## Material for this exercise
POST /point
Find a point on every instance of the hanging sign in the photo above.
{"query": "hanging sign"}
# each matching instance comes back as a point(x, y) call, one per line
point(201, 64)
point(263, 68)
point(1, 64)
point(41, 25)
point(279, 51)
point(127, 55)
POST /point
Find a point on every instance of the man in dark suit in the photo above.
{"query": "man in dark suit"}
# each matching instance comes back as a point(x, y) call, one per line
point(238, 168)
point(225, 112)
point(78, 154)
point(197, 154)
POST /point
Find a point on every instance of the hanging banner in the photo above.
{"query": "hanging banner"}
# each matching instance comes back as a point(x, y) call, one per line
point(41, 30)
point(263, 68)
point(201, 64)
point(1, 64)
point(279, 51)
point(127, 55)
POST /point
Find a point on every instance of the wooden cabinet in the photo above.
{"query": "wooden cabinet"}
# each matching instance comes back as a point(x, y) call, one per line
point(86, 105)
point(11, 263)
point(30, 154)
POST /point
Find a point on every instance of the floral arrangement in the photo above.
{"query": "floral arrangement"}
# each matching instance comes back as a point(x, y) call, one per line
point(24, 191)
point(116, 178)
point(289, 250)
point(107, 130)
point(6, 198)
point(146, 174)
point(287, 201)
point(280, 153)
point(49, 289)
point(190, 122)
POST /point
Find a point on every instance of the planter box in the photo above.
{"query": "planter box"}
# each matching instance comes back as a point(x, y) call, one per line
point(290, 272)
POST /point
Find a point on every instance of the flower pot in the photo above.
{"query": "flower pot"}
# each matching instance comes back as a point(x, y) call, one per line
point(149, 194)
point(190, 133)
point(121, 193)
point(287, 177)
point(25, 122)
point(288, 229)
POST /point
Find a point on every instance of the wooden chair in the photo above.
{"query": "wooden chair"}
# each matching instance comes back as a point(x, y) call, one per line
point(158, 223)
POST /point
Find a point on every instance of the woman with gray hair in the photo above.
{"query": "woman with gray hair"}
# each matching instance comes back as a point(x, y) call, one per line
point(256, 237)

## Stated problem
The records above are to be repeated exactly, in their entirety.

## Response below
POST /point
Find a point on every instance of the hanging sign in the photo above.
{"query": "hanging sign"}
# each matching instance comes back as a point(x, y) call, one per line
point(201, 64)
point(263, 68)
point(1, 64)
point(41, 25)
point(279, 51)
point(127, 55)
POST /point
Find a point on every instance of the man in dark suit in the photo above.
{"query": "man in dark suit"}
# each matching instance comes back as a point(x, y) call, one per line
point(238, 168)
point(225, 112)
point(78, 154)
point(197, 154)
POST /point
Find a point on every instance of the hanging banner in the photo above.
{"query": "hanging banner"}
# each matching instance comes back as a point(x, y) call, one per line
point(41, 30)
point(263, 68)
point(201, 64)
point(1, 64)
point(279, 51)
point(127, 55)
POST /point
Find a point on every instance of the wooden cabinet in the photo above.
{"query": "wooden cabinet"}
# each matching instance comes back as a point(x, y) call, one per line
point(86, 105)
point(11, 263)
point(30, 154)
POST /point
Find a point on every instance of the floral arrangement in the photo above.
{"query": "floral arrangement"}
# each matching instance comes back as a point(x, y) call, one per line
point(24, 191)
point(116, 178)
point(289, 250)
point(107, 130)
point(6, 198)
point(146, 174)
point(287, 201)
point(280, 153)
point(49, 289)
point(190, 122)
POST /point
Find a point on every instance of the planter box in the photo above.
{"query": "planter box"}
# each matching instance comes back as a point(x, y) call, one per line
point(290, 272)
POST /point
Find a point on every instance of the flower pot in the photo above.
{"query": "flower pot"}
# each matching instance comes back as a point(x, y) call, one per line
point(149, 194)
point(190, 133)
point(121, 193)
point(287, 177)
point(25, 122)
point(288, 229)
POST /point
Find a point on every instance of the wooden chair in the photo above.
{"query": "wooden chair"}
# each matching instance comes back as a point(x, y) call, one per line
point(158, 223)
POST /point
Find a point on every instance of the woman with gray hair in the photo above.
{"query": "woman with gray hair"}
# each matching instance comes back as a point(x, y) call, one per line
point(256, 237)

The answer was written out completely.